## Reading text

-------

Clinicians should present weight loss treatments as positive opportunities when discussing excess weight during clinical visits rather than framing the conversation in negative terms, a study shows. “Patients have reported that clinicians’ words and tone matter to them and can motivate or demotivate weight loss,” write the authors. “Our analyses show that presenting treatments for obesity as good news and as an ‘opportunity’ with a style of talk that sounds positive, and emphasizes that clinicians are pleased to help, is associated with more weight loss than other approaches.”

The Brief Intervention for Weight Loss trial included 246 participants with obesity seen by 87 general practitioners at 38 primary care clinics in England. Recorded conversations between health professionals and patients with obesity about a 12-week behavioral weight management program offered as part of the randomized clinical trial were analyzed.

-------

## Recorded data
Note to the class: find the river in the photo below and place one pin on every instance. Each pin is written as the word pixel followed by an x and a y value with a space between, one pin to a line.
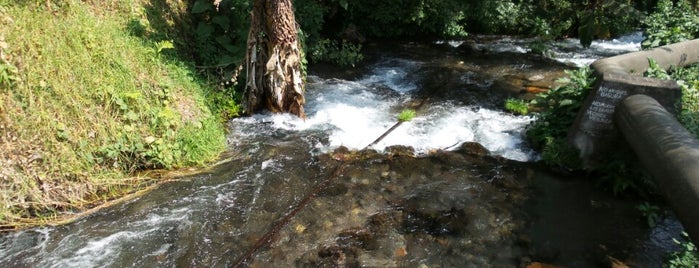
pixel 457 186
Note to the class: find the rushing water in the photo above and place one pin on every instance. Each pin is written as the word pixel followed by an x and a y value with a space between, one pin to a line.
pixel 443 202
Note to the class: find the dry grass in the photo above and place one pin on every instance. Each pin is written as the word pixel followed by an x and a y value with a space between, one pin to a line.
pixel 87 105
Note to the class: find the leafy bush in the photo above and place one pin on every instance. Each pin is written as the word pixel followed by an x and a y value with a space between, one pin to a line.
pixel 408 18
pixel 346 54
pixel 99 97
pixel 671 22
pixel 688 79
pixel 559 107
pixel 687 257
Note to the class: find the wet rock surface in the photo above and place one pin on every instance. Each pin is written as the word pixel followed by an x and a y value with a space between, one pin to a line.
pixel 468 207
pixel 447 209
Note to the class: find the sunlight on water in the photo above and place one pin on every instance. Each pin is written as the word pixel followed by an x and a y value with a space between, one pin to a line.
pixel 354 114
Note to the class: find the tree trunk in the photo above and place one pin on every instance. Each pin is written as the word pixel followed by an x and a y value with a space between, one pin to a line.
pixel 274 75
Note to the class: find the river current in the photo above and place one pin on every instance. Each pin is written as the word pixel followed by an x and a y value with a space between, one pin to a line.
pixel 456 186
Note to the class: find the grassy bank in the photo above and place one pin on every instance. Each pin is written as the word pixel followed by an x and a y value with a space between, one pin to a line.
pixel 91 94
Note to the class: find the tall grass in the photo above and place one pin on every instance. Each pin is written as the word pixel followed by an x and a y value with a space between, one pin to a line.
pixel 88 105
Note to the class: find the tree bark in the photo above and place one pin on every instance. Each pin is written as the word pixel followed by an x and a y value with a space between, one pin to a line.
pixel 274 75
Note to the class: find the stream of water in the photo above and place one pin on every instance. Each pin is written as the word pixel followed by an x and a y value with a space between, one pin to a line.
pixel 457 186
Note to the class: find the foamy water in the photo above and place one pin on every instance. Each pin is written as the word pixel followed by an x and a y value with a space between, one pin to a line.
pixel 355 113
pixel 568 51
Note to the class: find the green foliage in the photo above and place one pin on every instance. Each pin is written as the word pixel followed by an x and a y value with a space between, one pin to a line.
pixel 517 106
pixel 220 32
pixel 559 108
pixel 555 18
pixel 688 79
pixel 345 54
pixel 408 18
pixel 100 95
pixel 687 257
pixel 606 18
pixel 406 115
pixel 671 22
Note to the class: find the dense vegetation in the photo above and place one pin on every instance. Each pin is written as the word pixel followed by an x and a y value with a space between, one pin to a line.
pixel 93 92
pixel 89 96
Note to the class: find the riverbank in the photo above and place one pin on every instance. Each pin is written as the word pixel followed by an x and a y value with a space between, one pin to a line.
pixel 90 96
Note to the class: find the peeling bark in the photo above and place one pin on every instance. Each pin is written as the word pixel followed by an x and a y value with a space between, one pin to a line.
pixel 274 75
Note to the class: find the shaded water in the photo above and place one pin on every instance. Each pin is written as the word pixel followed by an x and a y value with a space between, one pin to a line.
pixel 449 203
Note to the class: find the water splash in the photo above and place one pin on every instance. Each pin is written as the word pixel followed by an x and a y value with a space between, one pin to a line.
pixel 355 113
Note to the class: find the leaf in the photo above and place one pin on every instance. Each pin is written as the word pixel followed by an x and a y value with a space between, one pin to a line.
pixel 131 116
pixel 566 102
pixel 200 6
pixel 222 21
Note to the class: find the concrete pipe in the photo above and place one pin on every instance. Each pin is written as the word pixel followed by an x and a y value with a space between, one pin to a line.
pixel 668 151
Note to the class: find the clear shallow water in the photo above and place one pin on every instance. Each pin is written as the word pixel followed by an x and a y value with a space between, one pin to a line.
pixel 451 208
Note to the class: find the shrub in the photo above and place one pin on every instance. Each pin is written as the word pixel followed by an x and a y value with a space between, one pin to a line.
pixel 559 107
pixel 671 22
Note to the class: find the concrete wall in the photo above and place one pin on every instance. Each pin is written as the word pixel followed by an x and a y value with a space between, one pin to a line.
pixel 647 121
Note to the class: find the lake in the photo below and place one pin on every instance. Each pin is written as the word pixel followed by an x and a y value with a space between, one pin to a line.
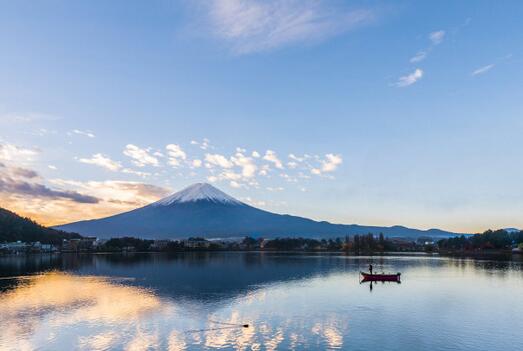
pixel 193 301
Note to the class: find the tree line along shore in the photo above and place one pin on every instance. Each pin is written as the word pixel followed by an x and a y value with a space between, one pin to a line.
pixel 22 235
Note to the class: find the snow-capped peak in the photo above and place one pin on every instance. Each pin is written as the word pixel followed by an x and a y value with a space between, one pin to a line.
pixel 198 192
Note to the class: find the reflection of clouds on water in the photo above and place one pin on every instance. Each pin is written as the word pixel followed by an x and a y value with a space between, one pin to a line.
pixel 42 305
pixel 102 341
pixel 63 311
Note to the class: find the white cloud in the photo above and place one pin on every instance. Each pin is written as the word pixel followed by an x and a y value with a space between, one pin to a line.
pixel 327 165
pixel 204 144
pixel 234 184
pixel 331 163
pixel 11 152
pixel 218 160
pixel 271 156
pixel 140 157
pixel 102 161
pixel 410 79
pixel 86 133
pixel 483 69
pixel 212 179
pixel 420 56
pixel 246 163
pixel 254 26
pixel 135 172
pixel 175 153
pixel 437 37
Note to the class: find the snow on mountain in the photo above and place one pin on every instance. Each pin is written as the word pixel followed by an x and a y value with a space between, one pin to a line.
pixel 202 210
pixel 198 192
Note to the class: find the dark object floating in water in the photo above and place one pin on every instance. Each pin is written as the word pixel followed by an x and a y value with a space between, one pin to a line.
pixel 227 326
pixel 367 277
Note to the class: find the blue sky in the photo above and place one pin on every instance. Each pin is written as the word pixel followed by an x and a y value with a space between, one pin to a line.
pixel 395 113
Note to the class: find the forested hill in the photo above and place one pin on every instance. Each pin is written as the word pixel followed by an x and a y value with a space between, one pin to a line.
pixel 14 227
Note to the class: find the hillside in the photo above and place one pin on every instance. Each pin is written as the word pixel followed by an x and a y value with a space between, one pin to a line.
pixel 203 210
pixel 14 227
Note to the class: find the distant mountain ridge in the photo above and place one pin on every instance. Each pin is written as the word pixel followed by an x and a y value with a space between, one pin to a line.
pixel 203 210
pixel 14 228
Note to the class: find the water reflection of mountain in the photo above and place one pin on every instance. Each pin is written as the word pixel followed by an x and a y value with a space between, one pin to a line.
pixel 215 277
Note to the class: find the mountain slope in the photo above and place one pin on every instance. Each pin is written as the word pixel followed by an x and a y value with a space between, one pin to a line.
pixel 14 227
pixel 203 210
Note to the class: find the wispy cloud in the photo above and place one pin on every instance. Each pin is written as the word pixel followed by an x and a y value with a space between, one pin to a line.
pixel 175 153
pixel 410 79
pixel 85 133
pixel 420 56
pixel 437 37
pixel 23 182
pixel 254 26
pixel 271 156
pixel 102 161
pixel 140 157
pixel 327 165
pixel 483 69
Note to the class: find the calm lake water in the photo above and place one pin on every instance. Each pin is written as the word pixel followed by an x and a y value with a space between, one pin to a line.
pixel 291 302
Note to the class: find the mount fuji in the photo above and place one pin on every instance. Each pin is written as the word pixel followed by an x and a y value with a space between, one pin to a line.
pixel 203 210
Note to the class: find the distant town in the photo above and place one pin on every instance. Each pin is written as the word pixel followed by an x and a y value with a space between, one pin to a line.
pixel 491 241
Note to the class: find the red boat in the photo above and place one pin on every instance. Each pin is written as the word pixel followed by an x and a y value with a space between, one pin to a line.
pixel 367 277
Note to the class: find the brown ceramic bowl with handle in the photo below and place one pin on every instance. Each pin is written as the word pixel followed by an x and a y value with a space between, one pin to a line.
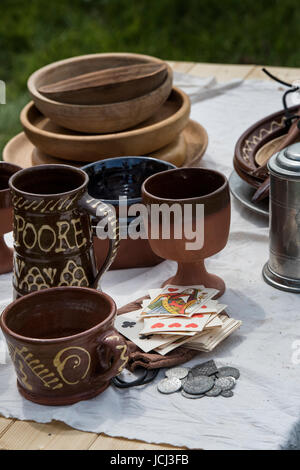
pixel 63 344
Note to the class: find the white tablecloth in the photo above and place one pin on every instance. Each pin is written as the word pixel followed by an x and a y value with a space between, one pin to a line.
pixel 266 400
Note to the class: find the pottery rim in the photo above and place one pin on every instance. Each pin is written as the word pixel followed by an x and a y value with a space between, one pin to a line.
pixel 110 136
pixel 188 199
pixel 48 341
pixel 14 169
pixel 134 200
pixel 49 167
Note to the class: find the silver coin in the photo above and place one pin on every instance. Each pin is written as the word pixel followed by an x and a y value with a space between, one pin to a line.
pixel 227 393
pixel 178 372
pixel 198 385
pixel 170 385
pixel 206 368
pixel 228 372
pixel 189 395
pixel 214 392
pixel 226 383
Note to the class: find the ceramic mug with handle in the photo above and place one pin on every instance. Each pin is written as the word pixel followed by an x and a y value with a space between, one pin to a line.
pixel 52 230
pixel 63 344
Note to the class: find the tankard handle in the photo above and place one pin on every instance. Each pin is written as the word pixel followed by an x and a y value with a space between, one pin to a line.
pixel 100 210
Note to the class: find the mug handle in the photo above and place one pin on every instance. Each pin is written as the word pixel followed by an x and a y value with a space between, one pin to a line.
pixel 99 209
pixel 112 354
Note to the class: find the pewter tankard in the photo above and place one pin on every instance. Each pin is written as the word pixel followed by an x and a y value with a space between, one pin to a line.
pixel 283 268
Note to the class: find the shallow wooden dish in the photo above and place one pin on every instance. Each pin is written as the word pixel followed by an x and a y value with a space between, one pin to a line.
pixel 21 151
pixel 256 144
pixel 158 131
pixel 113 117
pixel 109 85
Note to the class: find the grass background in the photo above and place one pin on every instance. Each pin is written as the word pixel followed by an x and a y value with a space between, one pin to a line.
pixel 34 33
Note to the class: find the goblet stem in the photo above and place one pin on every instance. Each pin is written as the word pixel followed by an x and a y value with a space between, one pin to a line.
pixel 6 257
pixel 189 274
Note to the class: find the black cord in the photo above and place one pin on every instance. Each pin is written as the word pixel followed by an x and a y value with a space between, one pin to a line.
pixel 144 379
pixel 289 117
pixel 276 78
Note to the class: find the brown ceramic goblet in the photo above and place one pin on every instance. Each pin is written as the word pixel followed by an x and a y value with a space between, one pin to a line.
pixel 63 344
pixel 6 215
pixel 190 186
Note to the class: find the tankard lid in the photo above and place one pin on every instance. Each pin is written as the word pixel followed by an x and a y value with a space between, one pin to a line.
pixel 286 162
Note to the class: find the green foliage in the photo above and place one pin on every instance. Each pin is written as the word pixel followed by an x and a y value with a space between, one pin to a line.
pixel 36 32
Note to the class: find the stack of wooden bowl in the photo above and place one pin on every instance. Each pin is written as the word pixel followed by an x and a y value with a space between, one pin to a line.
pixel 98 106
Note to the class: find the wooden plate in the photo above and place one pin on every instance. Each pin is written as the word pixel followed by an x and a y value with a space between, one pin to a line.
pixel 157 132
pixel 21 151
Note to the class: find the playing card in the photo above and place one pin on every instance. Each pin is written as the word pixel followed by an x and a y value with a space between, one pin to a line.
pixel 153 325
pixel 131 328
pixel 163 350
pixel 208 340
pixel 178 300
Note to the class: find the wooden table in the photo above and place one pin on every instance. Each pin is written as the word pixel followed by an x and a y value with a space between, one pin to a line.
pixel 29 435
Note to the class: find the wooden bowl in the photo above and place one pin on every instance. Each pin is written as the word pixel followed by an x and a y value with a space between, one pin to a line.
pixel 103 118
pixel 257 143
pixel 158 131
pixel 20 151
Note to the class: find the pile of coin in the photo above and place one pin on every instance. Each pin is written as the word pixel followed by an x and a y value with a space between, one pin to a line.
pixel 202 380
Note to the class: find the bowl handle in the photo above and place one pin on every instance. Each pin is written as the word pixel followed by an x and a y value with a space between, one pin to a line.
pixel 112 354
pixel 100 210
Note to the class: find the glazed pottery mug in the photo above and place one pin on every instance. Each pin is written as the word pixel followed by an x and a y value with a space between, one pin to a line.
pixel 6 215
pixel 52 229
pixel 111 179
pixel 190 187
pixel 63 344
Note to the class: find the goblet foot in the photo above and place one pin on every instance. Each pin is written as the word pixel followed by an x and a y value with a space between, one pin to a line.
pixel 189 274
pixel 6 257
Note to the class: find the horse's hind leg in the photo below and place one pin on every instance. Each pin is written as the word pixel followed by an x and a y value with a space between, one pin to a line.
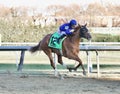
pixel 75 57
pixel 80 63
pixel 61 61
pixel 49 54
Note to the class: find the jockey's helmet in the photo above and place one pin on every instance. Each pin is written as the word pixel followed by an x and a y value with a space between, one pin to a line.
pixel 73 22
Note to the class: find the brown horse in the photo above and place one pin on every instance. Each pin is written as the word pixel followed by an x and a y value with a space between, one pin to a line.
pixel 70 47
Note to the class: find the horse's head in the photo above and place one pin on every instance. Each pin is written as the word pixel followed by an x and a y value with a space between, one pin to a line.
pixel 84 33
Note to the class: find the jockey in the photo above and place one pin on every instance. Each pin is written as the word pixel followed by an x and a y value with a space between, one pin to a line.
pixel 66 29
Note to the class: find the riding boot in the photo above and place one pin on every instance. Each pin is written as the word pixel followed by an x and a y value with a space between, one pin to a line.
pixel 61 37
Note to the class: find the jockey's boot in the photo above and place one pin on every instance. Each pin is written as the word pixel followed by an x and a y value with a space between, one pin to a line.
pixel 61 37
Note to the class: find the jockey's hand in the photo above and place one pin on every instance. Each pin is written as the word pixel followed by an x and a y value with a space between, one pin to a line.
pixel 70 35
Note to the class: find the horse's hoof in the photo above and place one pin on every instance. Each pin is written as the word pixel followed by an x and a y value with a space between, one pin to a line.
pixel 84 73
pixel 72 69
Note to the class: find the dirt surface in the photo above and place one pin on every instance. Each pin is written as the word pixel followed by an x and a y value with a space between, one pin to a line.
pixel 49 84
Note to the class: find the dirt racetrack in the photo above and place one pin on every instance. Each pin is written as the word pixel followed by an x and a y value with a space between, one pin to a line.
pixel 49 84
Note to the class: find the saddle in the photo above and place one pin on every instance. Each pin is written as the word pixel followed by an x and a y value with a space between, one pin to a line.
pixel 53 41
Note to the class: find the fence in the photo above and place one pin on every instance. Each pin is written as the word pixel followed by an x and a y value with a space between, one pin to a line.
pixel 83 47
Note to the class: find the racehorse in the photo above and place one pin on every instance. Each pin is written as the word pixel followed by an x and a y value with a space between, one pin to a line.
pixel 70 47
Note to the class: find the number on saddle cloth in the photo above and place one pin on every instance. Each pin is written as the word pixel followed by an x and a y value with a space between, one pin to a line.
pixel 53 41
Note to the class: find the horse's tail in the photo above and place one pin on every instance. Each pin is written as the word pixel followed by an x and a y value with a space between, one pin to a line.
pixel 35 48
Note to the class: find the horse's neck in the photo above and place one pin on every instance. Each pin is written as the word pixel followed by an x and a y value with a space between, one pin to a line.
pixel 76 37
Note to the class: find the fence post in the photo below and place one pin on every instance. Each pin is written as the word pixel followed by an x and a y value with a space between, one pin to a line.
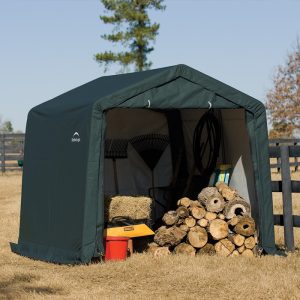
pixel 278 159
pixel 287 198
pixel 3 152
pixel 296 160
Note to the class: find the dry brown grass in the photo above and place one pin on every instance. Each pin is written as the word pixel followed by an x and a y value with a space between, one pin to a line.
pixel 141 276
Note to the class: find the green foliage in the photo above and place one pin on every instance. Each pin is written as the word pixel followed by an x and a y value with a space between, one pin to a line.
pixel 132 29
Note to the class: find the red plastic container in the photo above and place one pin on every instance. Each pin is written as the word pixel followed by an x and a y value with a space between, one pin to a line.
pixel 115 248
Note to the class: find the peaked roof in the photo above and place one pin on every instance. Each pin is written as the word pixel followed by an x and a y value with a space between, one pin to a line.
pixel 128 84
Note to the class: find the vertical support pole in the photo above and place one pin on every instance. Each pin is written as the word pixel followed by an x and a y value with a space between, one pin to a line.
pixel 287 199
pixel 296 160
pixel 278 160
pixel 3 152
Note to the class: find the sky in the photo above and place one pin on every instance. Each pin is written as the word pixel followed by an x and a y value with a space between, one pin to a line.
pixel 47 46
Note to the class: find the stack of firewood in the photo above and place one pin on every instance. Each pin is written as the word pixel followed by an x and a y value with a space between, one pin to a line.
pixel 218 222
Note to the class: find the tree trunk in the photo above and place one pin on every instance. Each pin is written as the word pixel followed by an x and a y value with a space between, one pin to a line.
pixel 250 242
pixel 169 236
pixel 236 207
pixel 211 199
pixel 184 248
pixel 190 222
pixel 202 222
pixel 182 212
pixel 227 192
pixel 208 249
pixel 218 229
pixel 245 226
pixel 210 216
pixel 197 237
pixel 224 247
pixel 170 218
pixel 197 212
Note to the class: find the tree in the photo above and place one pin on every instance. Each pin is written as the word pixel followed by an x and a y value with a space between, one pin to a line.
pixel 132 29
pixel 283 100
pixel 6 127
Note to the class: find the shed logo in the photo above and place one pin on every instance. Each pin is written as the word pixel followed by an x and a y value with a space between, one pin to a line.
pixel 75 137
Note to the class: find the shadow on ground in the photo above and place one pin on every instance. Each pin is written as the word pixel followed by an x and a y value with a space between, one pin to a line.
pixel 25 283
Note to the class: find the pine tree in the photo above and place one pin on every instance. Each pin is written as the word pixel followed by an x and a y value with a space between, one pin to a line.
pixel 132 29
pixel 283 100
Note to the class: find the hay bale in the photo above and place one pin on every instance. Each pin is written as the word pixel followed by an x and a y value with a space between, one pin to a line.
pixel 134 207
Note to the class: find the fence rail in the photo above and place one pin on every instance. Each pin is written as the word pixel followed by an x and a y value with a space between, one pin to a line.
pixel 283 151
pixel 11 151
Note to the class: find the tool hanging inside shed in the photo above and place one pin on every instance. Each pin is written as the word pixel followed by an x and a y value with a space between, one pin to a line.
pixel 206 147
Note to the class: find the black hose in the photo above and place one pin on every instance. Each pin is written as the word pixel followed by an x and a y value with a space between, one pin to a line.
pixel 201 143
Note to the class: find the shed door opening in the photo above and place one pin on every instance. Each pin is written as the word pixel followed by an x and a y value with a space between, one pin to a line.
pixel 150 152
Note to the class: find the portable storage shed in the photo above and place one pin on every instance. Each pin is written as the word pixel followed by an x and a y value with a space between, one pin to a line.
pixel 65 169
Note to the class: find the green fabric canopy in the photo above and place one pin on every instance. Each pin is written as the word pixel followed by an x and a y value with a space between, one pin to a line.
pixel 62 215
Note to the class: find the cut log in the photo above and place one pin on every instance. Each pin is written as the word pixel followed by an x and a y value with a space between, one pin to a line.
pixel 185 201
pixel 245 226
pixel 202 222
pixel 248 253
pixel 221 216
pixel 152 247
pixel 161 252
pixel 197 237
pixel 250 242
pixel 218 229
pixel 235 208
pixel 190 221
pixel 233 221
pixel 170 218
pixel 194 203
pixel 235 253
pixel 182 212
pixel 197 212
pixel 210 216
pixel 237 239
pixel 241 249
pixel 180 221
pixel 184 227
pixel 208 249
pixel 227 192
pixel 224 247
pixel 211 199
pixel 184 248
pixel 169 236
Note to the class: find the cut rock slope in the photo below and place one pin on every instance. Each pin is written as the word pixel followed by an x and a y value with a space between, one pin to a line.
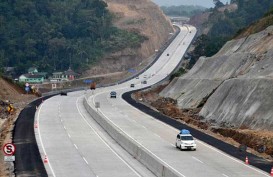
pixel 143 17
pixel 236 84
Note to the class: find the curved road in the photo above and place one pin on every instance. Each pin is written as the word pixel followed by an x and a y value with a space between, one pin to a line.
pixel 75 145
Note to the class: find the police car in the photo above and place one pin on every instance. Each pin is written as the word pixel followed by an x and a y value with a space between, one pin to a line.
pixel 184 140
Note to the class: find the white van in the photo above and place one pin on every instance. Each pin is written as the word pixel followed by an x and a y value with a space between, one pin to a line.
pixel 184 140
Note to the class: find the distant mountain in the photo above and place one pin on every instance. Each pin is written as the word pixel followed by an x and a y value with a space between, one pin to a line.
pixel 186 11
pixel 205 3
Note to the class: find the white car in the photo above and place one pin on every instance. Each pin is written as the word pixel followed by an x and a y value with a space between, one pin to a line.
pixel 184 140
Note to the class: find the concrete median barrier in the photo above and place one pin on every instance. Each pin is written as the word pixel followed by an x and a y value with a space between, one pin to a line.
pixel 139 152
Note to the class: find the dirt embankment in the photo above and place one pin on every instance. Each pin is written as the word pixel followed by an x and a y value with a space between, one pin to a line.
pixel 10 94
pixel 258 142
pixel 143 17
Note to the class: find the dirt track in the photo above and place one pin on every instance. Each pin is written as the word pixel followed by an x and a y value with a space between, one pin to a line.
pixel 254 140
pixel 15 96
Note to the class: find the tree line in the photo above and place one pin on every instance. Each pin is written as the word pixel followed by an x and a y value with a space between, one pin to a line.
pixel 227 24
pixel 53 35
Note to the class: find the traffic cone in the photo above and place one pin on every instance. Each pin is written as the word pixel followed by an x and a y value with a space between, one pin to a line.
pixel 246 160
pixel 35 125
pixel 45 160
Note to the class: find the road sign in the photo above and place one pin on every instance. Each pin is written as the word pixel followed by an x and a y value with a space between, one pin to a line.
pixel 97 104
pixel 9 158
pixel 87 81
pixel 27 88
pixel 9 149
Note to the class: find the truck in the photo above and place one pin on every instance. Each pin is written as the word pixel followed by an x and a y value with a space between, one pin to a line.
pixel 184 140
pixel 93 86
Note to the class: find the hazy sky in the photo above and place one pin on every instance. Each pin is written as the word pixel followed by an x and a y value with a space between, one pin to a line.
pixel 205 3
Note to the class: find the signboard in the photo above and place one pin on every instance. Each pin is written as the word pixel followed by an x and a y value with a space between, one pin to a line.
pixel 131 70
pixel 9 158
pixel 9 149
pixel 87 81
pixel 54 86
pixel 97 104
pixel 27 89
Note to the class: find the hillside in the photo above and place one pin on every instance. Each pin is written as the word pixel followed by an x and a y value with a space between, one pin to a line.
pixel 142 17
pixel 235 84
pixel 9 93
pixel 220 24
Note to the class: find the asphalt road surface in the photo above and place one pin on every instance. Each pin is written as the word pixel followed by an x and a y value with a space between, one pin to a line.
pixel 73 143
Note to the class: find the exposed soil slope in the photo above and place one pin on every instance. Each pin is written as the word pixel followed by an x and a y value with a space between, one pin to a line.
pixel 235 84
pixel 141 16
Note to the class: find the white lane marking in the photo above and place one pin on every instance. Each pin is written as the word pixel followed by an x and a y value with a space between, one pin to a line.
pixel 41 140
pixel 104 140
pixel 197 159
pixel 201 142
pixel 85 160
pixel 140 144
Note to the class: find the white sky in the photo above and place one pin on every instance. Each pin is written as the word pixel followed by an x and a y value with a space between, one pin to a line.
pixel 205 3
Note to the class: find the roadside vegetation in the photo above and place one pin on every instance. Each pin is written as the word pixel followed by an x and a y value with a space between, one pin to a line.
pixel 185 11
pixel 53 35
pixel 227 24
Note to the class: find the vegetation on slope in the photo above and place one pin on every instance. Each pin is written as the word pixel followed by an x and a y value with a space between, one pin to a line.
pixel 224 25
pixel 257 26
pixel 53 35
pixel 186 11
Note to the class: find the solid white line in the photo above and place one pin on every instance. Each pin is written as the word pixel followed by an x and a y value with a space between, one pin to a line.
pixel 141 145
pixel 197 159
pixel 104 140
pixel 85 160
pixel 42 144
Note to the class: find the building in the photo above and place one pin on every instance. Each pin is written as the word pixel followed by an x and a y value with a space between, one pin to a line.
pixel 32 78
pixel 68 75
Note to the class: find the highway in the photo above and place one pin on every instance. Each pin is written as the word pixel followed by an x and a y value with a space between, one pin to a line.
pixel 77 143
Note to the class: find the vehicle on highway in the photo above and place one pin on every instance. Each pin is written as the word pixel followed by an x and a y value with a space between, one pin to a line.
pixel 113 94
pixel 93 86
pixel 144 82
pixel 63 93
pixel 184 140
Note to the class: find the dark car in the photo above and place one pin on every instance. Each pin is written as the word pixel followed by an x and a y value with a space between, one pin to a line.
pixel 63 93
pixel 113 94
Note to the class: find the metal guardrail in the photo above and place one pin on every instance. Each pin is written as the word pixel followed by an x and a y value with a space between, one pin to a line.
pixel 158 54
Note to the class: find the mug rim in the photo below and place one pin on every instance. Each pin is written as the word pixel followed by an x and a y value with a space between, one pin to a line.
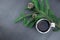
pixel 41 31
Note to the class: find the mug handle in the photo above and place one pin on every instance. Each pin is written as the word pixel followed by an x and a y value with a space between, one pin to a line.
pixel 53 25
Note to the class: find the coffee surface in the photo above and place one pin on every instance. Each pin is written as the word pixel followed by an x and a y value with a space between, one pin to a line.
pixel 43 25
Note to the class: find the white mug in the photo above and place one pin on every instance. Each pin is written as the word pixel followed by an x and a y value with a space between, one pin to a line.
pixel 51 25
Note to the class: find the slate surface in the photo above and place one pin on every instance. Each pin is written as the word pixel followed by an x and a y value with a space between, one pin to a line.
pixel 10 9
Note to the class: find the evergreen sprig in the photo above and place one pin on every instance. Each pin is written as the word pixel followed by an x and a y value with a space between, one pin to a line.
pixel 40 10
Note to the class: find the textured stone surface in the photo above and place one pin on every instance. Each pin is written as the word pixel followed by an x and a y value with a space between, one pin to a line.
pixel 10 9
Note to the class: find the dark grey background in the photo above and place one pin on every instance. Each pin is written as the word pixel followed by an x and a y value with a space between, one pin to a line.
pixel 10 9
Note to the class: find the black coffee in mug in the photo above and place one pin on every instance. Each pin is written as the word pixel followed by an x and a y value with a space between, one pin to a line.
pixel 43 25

-------

## What to do
Decide whether each statement below agrees with the passage on weight-loss conversations: 1. The trial involved 246 participants seen by 87 general practitioners. 2. The clinics in the trial were located in Scotland. 3. The weight management program discussed in the recorded conversations lasted 12 weeks. For each one, answer yes or no and quote the words from the passage that decide it.

## Problem solution
1. Yes: "The Brief Intervention for Weight Loss trial included 246 participants with obesity seen by 87 general practitioners"
2. No: "at 38 primary care clinics in England"
3. Yes: "a 12-week behavioral weight management program"